» TASK STATEMENT: Please repeat every line below exactly, from the first to the last.

» INPUT:

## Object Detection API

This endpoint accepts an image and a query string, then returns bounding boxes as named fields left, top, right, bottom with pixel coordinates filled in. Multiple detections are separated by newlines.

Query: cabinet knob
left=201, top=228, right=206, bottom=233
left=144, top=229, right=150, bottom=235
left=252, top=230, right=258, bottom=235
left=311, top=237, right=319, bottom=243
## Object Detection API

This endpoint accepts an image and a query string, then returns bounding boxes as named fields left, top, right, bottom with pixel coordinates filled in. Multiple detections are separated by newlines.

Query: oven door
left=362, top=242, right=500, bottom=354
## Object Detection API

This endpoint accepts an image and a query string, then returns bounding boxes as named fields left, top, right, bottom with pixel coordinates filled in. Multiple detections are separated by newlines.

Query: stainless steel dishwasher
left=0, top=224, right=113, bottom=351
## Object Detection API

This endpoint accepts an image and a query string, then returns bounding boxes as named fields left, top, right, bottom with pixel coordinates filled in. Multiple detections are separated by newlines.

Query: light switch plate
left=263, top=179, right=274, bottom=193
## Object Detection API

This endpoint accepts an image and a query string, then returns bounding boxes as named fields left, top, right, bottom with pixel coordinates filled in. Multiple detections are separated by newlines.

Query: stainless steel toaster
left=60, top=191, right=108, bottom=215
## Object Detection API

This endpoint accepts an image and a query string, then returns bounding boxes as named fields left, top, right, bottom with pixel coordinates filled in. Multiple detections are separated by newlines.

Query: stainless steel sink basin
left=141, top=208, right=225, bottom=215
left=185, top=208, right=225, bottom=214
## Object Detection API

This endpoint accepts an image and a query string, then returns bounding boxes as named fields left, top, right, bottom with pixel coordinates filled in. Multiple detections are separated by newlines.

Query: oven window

» WRITTEN ANSWER:
## Object Detection API

This endpoint accepts an image and a query string, then returns bounding boxes as named fields left, top, right, bottom with pixel coordinates filled in. Multiple detections are separated by newlines.

Query: cabinet knob
left=201, top=228, right=206, bottom=233
left=144, top=229, right=150, bottom=235
left=252, top=230, right=258, bottom=235
left=311, top=237, right=319, bottom=243
## Object Detection API

This endpoint accepts an image and a query string, then returns bounding boxes as named fields left, top, right, bottom with pixel coordinates filled in. Multiple detections are separated by newlines.

Query: oven door
left=362, top=242, right=500, bottom=354
## Object Detection API

This endpoint accepts an image and a query string, then returns bounding boxes as named fields left, top, right, bottom with pixel coordinates filled in. Multiple detections are separated by newlines.

Query: stainless steel dishwasher
left=0, top=224, right=113, bottom=351
## Object Detection API

This endpoint accepts an image and a query string, then returns bounding boxes as named fields left, top, right, bottom with pixel coordinates filled in. Multiple detections are separated by newlines.

Query: light switch plate
left=263, top=179, right=274, bottom=193
## Object Detection API

This endpoint accepts an image and a query string, then returns bounding boxes as named fields left, top, right, bottom with pixel coordinates filled in. Multiple detections are separated by newlines.

Query: stainless steel toaster
left=60, top=191, right=108, bottom=215
## Object Detection API

This endpoint accepts an image and a query string, then returns bounding boxes as named fields left, top, right, bottom with pixel coordinates filled in. Multiple detections are separated by newlines.

Query: stainless steel sink basin
left=141, top=208, right=225, bottom=215
left=185, top=208, right=225, bottom=214
## Object Detection API

This endpoint accepts an image and a query string, then returns bounding boxes as named fields left, top, right, bottom with pixel coordinates filled in. Multiple detections are separated by newlines.

Query: oven window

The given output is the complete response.